■ What needs to be done: Rewrite the rows from the beginning of the records through the line containing "0;0;640;177", both ends included, with "sofa cushion" changed to "couch cushion" and nothing else altered. Leave the pictures out of your answer.

[Coordinate annotation rows]
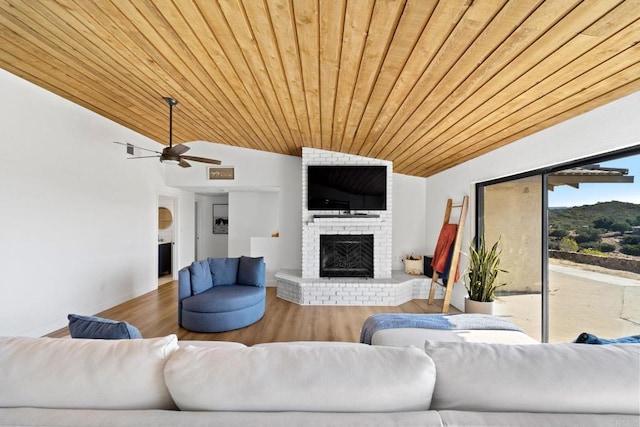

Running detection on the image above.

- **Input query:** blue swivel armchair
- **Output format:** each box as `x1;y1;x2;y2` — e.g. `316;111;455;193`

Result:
178;256;266;332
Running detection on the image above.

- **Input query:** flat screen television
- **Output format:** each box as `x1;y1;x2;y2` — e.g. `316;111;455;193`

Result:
307;165;387;211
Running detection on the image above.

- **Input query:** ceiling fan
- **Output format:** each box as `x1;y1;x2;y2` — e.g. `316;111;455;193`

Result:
113;96;221;168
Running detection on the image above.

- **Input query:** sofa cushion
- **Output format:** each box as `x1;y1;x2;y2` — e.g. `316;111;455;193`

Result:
165;343;435;412
182;285;265;313
207;258;240;286
67;314;142;340
237;256;265;286
0;335;178;409
425;341;640;415
189;261;213;295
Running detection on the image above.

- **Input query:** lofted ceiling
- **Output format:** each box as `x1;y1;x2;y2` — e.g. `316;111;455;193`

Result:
0;0;640;177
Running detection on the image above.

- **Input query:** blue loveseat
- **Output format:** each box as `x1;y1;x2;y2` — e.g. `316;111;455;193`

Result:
178;256;266;332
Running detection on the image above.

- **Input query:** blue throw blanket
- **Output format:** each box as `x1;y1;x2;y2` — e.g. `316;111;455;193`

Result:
360;313;524;344
574;332;640;344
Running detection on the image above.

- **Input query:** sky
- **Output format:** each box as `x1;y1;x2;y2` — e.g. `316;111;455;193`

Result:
548;154;640;208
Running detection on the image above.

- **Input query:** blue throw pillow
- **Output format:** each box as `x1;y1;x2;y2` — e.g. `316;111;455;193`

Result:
67;314;142;340
209;258;239;286
189;261;213;295
574;332;640;345
238;256;265;287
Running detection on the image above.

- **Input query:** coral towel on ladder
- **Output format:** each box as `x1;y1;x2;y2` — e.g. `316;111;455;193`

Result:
431;224;460;282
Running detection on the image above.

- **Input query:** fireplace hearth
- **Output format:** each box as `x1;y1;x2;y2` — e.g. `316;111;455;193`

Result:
320;234;373;277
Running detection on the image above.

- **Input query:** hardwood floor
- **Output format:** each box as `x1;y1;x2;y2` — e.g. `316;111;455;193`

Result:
47;281;458;345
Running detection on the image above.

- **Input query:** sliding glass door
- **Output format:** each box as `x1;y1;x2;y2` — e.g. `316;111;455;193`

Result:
478;176;543;340
476;149;640;342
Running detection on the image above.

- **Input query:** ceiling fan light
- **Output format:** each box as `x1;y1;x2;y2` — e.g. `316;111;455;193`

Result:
160;153;180;165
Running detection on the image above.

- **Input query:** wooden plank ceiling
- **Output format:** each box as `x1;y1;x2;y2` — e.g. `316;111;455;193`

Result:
0;0;640;176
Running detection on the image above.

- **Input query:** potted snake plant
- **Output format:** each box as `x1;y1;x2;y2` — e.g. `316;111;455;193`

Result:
464;235;506;314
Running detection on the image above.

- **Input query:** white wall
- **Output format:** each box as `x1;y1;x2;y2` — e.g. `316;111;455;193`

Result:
166;141;302;274
393;174;428;270
196;194;229;259
426;92;640;308
0;70;193;336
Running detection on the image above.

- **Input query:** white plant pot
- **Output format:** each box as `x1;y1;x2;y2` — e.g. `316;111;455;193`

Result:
464;298;494;315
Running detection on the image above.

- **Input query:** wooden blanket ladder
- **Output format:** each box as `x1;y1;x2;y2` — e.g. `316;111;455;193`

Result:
429;196;469;313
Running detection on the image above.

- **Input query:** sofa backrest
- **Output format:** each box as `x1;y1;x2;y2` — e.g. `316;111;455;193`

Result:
0;335;178;409
425;341;640;415
165;343;436;412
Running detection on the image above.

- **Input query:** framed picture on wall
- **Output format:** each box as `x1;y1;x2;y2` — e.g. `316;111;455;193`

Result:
213;204;229;234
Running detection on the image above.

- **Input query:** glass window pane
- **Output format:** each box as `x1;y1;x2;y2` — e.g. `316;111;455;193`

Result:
548;155;640;342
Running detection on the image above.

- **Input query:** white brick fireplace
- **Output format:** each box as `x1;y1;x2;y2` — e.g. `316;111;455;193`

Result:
302;148;393;279
276;148;430;306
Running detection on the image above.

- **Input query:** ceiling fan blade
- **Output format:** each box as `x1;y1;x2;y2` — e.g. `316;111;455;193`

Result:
165;144;191;156
113;141;162;154
182;156;222;165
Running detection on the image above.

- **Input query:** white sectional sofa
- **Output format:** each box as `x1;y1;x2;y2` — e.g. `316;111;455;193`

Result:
0;335;640;427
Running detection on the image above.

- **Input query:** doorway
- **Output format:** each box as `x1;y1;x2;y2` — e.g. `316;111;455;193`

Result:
157;195;177;286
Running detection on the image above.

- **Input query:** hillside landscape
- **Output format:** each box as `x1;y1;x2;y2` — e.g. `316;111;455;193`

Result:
548;201;640;257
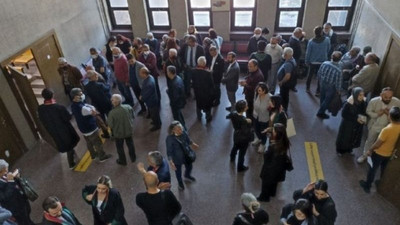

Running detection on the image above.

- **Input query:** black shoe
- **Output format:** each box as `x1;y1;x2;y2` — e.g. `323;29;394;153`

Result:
359;180;371;194
99;154;112;162
317;113;329;120
115;159;126;166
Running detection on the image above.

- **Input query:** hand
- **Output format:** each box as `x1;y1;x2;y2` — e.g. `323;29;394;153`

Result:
86;194;93;202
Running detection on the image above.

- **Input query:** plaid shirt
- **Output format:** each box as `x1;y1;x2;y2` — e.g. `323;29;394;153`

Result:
318;61;343;91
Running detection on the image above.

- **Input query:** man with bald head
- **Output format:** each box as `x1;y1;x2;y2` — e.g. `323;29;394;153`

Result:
107;94;136;166
136;171;182;225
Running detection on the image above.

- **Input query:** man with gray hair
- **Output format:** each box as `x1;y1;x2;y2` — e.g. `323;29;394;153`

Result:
107;94;136;166
192;56;214;122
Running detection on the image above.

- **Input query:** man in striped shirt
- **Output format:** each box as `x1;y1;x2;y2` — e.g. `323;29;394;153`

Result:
317;51;343;119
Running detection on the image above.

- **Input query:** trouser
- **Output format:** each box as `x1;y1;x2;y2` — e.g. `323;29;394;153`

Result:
226;91;236;112
148;106;161;127
254;119;268;145
115;136;136;164
363;129;382;156
230;142;249;169
83;130;106;159
367;152;390;187
318;81;336;114
306;64;321;92
117;80;134;107
131;84;147;111
279;85;290;112
268;62;280;94
171;107;186;130
175;162;193;185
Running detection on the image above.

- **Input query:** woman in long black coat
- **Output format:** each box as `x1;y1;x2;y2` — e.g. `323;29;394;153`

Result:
257;123;290;202
336;87;367;156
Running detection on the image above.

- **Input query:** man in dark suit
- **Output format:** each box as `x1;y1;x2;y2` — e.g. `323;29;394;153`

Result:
179;35;204;96
221;52;240;112
207;46;225;106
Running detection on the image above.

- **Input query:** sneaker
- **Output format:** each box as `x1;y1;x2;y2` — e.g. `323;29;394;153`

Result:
359;180;371;194
357;155;367;163
99;154;112;162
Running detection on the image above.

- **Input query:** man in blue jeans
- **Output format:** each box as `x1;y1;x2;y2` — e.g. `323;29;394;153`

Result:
317;51;343;119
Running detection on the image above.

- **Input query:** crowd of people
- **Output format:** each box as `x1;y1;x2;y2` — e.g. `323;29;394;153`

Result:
0;23;400;225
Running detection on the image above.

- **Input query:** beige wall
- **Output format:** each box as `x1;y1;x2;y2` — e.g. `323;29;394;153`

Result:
0;0;106;151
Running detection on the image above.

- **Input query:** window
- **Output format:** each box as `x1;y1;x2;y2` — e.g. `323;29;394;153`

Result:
107;0;132;29
324;0;356;31
231;0;256;30
146;0;171;30
188;0;212;30
275;0;305;31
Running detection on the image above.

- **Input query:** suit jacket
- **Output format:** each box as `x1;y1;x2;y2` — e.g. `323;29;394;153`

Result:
207;54;225;85
221;61;240;92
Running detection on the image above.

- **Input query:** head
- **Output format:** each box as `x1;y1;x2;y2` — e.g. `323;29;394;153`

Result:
42;88;54;100
257;41;267;52
167;65;176;80
226;52;236;63
389;106;400;123
293;198;312;221
331;51;342;62
42;196;62;217
314;180;329;200
314;26;322;37
208;45;218;57
240;193;260;213
235;100;248;113
168;120;183;136
111;94;122;107
247;59;258;73
96;175;112;194
324;23;332;34
147;151;163;168
139;66;150;80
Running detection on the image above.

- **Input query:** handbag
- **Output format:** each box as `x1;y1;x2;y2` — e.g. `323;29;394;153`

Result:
15;177;39;202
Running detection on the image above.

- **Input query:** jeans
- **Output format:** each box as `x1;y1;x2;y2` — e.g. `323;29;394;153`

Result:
318;81;336;115
231;142;249;169
254;119;268;145
83;130;106;159
367;152;390;187
115;137;136;164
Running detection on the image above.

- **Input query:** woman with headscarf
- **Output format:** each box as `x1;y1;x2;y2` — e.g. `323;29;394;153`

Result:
233;193;269;225
336;87;367;156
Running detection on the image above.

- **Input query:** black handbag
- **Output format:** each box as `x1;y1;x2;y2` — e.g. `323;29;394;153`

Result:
15;177;39;202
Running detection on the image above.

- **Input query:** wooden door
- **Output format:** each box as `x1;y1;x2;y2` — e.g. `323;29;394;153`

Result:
31;34;71;106
9;67;56;147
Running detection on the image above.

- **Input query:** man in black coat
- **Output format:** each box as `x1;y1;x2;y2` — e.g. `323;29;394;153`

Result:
38;88;80;169
207;46;225;106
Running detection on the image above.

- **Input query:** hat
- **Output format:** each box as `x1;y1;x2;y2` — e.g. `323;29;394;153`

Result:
0;159;8;170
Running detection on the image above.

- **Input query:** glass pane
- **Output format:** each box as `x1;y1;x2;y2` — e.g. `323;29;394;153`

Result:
110;0;128;7
279;0;302;8
149;0;168;8
114;10;131;25
279;11;299;27
235;11;253;27
327;10;348;27
152;11;169;26
193;11;211;27
233;0;256;8
190;0;211;8
328;0;353;7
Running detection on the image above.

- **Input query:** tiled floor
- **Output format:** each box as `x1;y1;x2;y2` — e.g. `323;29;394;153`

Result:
11;75;400;225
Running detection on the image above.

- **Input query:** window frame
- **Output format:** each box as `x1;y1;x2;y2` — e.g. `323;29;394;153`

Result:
275;0;306;32
324;0;357;31
187;0;213;31
106;0;132;30
145;0;171;31
230;0;257;31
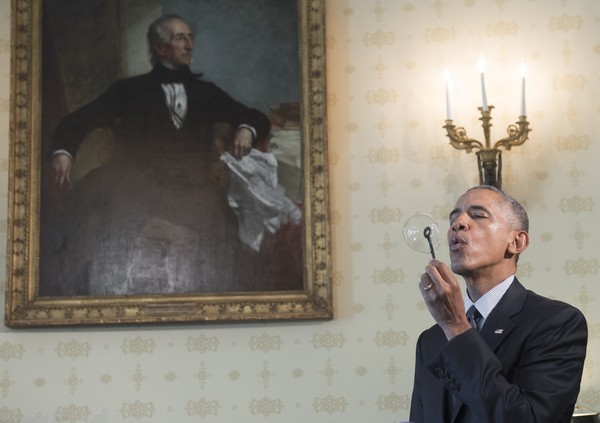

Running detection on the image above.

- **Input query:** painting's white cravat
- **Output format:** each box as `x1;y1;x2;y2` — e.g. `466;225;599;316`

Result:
162;83;187;129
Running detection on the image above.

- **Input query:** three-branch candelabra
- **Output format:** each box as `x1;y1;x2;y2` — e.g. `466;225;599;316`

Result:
444;106;531;189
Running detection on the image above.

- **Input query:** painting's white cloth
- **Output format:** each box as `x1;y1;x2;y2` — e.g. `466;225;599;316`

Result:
221;149;302;251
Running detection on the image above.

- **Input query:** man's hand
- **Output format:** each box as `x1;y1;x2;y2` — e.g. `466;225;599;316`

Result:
233;128;253;159
419;259;471;340
50;153;73;191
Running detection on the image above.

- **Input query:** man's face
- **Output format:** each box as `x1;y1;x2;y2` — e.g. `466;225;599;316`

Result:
448;189;518;276
156;19;194;69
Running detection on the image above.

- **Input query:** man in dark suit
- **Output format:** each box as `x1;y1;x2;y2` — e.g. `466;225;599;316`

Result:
410;186;587;423
40;15;270;295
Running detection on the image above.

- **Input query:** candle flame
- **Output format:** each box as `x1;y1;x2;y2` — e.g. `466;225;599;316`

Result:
479;56;485;73
519;62;527;78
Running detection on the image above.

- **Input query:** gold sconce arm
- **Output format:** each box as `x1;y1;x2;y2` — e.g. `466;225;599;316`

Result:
444;106;531;189
494;116;531;150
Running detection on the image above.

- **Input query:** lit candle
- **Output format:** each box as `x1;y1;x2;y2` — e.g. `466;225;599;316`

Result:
479;56;488;112
444;69;452;120
519;62;527;116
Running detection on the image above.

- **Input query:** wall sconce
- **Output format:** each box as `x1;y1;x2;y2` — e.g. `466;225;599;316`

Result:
444;58;531;189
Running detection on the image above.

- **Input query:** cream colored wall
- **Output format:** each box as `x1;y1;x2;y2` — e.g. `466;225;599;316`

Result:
0;0;600;423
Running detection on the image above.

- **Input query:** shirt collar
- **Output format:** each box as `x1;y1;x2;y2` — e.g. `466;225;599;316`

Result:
465;275;515;319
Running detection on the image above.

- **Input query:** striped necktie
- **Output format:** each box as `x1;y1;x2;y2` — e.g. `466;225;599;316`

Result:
467;305;482;332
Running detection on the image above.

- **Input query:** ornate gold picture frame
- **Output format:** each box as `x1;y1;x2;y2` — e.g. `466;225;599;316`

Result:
5;0;333;328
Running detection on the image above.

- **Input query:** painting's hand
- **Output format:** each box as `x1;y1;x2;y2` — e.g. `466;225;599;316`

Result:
50;153;73;190
233;128;252;159
419;259;471;340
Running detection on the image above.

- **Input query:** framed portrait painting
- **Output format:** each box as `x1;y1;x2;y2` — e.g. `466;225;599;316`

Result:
5;0;333;327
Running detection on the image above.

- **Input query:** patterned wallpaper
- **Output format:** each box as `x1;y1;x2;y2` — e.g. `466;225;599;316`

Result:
0;0;600;423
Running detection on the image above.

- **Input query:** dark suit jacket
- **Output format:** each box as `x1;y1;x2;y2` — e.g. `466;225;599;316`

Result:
52;65;270;156
410;279;587;423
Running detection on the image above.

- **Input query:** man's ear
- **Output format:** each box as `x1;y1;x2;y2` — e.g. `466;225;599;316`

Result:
508;231;529;254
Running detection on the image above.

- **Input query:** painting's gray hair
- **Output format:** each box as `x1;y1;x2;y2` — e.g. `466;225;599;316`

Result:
146;14;189;66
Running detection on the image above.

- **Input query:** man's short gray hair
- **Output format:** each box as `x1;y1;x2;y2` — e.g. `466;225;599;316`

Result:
146;14;189;66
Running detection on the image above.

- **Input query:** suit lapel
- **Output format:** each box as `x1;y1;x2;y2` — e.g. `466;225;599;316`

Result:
448;277;527;422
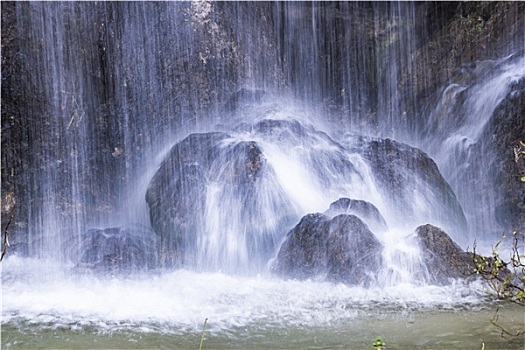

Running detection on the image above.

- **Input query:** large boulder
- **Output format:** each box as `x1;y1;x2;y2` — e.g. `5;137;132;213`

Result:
324;198;388;233
65;225;158;273
360;139;467;233
146;133;228;266
272;213;382;284
416;225;475;284
146;132;290;269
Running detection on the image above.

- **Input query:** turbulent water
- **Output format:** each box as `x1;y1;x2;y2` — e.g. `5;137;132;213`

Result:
0;1;525;349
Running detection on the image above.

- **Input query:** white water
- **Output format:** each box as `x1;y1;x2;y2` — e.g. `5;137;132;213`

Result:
2;256;484;334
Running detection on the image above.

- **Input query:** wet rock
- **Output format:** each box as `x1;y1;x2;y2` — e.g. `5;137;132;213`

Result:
416;225;475;284
65;225;158;273
273;213;382;284
325;198;387;232
146;133;276;267
224;89;265;112
361;139;467;232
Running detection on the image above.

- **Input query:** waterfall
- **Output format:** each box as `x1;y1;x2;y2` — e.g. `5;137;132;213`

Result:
1;1;525;347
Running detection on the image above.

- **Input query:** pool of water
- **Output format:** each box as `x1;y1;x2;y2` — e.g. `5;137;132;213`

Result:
1;256;525;350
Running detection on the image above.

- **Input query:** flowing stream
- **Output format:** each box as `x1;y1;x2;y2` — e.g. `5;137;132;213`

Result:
0;1;525;349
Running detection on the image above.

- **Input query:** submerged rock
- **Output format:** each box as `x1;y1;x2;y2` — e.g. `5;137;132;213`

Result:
273;213;382;284
416;224;475;284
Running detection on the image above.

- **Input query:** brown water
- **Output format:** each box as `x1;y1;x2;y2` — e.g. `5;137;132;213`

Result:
2;304;525;350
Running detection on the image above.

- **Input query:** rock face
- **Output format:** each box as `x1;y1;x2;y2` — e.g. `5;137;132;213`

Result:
416;225;475;284
324;198;387;233
361;139;467;232
66;225;158;273
273;213;382;285
146;132;289;268
474;77;525;232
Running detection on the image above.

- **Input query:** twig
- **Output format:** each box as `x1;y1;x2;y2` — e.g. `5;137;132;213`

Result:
199;318;208;350
0;215;13;261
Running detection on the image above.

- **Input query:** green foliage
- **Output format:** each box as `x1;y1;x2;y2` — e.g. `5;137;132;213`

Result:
473;232;525;306
370;337;386;350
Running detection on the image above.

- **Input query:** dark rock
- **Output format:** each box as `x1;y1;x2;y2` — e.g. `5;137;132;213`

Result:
224;89;265;112
146;133;282;268
69;225;158;273
325;198;387;232
146;133;228;266
273;213;382;284
361;139;467;232
416;225;475;284
482;78;525;232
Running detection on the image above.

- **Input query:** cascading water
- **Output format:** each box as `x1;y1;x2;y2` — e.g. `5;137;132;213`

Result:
1;1;525;348
420;54;525;245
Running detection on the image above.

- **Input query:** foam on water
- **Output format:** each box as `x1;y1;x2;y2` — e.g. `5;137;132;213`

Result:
2;256;484;334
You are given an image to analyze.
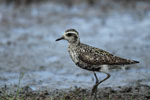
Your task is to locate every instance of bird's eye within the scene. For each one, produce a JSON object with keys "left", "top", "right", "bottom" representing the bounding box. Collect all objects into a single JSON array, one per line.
[{"left": 66, "top": 33, "right": 72, "bottom": 37}]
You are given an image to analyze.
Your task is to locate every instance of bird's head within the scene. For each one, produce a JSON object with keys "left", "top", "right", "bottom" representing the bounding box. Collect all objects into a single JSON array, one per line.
[{"left": 56, "top": 29, "right": 80, "bottom": 43}]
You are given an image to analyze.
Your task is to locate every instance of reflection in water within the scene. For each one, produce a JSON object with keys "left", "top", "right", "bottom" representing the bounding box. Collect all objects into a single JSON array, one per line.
[{"left": 0, "top": 0, "right": 150, "bottom": 90}]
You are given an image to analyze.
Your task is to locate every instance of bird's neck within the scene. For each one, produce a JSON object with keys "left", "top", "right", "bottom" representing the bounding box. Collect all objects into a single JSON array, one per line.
[{"left": 69, "top": 41, "right": 80, "bottom": 46}]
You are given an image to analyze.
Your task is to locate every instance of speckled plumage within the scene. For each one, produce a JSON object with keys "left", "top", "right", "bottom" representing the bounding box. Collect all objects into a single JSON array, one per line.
[
  {"left": 68, "top": 43, "right": 138, "bottom": 71},
  {"left": 56, "top": 29, "right": 139, "bottom": 100}
]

■ Response to this exercise:
Running detection on the image above.

- **Input query:** blue swivel armchair
- **Output format:** each box as `x1;y1;x2;y2` — e.g. `316;111;455;193`

Result:
178;256;266;332
Running detection on the image above.

- **Input query:** flat screen television
- **Output format:** each box as `x1;y1;x2;y2` — e.g. `316;111;455;193`

Result:
307;165;387;211
Running detection on the image above.

- **Input query:** ceiling fan
- **Output format:** each box as `x1;y1;x2;y2` — e.g. `316;111;455;193`

Result:
113;96;221;168
Running detection on the image above.

- **Input query:** couch cushion
- **Output format:** each box as `x1;y1;x2;y2` — e.g. `316;111;455;193`

Result:
165;343;435;412
182;285;265;313
207;258;240;286
67;314;142;340
237;256;265;286
0;335;178;409
425;341;640;415
189;261;213;295
Running detection on the image above.

- **Input query:** lofted ceiling
- **Output format:** each box as `x1;y1;x2;y2` — e.g. `316;111;455;193`

Result:
0;0;640;177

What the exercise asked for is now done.